EXERCISE BRIEF: Given the records that follow, return each one verbatim.

[[ EXTRACTED ENTRIES open ]]

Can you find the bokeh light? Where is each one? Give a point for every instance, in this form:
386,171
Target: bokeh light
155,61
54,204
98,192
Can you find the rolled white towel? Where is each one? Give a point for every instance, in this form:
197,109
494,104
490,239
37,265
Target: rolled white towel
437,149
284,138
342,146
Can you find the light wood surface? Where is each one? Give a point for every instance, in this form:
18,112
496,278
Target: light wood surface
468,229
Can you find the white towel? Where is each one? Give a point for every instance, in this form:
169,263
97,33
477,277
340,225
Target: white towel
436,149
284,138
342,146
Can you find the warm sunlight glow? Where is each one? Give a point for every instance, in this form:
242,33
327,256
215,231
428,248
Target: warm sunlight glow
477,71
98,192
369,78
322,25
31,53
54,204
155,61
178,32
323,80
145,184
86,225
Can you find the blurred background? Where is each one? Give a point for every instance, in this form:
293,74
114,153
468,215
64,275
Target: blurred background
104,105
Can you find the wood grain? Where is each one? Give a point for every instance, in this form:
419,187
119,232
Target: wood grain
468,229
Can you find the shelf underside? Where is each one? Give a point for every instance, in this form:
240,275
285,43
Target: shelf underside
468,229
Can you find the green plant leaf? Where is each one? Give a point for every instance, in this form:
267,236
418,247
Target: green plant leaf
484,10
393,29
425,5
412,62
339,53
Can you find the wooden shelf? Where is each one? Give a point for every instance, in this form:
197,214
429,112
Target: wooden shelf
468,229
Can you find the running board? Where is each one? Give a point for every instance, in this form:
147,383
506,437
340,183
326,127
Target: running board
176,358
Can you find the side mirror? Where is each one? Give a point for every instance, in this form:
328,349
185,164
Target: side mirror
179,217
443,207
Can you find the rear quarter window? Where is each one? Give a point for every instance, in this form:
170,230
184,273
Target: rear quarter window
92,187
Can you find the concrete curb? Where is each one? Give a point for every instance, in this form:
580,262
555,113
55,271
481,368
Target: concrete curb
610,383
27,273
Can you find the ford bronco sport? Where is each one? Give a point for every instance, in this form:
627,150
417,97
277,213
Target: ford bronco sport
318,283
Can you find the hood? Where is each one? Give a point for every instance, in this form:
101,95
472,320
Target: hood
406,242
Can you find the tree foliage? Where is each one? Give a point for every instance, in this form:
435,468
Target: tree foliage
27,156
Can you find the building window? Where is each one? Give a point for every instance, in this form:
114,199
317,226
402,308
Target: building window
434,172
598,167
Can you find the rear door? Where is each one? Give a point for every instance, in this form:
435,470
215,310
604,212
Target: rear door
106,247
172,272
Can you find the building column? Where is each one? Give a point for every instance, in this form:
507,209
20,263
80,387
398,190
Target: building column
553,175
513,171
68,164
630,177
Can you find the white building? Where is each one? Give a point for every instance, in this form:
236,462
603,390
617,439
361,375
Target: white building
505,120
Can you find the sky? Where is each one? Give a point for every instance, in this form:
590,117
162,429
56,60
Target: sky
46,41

[[ EXTRACTED ENTRIES closed ]]

WRITTEN SOLUTION:
Can you find the bokeh light? Where is each one? Give a point for every instance, in this form:
386,171
Target: bokeh light
155,61
54,204
98,192
Can you find the rolled white towel? Where is each one? Give a point for every instance, in this form:
197,109
494,104
490,239
37,265
Target: rolled white towel
437,149
284,138
342,146
Can you find the light wood surface? Where is each one? Give a point for every instance, in this form:
18,112
496,278
Target: light wood surface
468,229
Can you find the white towel? Where is each one? Give a point for every instance, in this form:
169,263
97,33
477,277
340,225
Target: white towel
436,149
284,138
342,146
Can you find the warm sunlight glow? Where is each one? Give a point for every instance, in this form:
242,33
327,256
215,231
428,248
Target: warm sunlight glow
477,71
98,192
369,78
322,25
31,53
54,204
155,61
178,32
323,80
145,184
86,225
Can you find the blurred background? Where is each one? Give a point for every instance, in this form:
293,74
114,153
468,215
64,275
Target: blurred background
104,105
Can you find the wood grain? Where is each one? Give a point for every instance, in this form:
419,187
119,232
Target: wood grain
468,229
Can you find the shelf underside? Where is each one? Give a point for every instance, in this form:
240,275
285,43
Target: shelf underside
468,229
Can you find the green plant leaf? Where is each one? Give a point for every instance, in this form:
267,236
418,247
Target: green plant leaf
484,10
393,29
425,5
412,62
339,53
Can you find the wooden shelf? Where is each one? Give a point for every instance, in this form:
197,214
429,112
Target: wooden shelf
468,229
Can you find the running board? Where is each one? Give a point for every instance, in this form:
147,383
506,437
340,183
326,127
Target: running board
176,358
Can you find the side mirror? Where is each one? Give a point for every instance, in this form:
328,349
185,164
Target: side mirror
179,217
443,207
Can you find the rear quarter window? Where is each one? Give a point for every instance, in this form:
170,230
184,273
Target: rear quarter window
92,187
Can you find the concrete curb? Where is each one? Give a point for every instance, in this form:
580,262
555,113
55,271
481,368
Target: concrete curb
610,383
27,273
Can you find the ford bronco sport? Where is each one? Give a point for every instance, in this form:
627,150
417,97
277,213
Target: ford bronco sport
318,283
Can you find the hood? Where is each one? Give a point for every instance, in this form:
101,95
472,320
Target: hood
406,242
Can you find the tree foliage? Where is each one? Give a point for every instance, in this form:
435,468
Target: tree foliage
27,156
Can you find the building window? Where is each one? Give a point for every instance, in this form:
114,199
317,226
402,308
Target: building window
434,172
598,167
Can you find the rear door? Where is each one? Give a point for every instance, in this form:
435,470
215,310
604,212
Target: rear door
106,247
172,272
Can you find the building column? Where is each one? Give a point for every instance, in this form:
507,209
20,263
80,387
398,190
Target: building column
553,175
513,171
68,164
630,177
Can you find the white building? Where is each one? Give a point for every instance, in this form:
236,462
603,390
617,439
361,375
Target: white building
505,120
Can you find the sky? Where is each one? Give a point for every instance, in this form:
590,117
162,429
56,60
Target: sky
46,41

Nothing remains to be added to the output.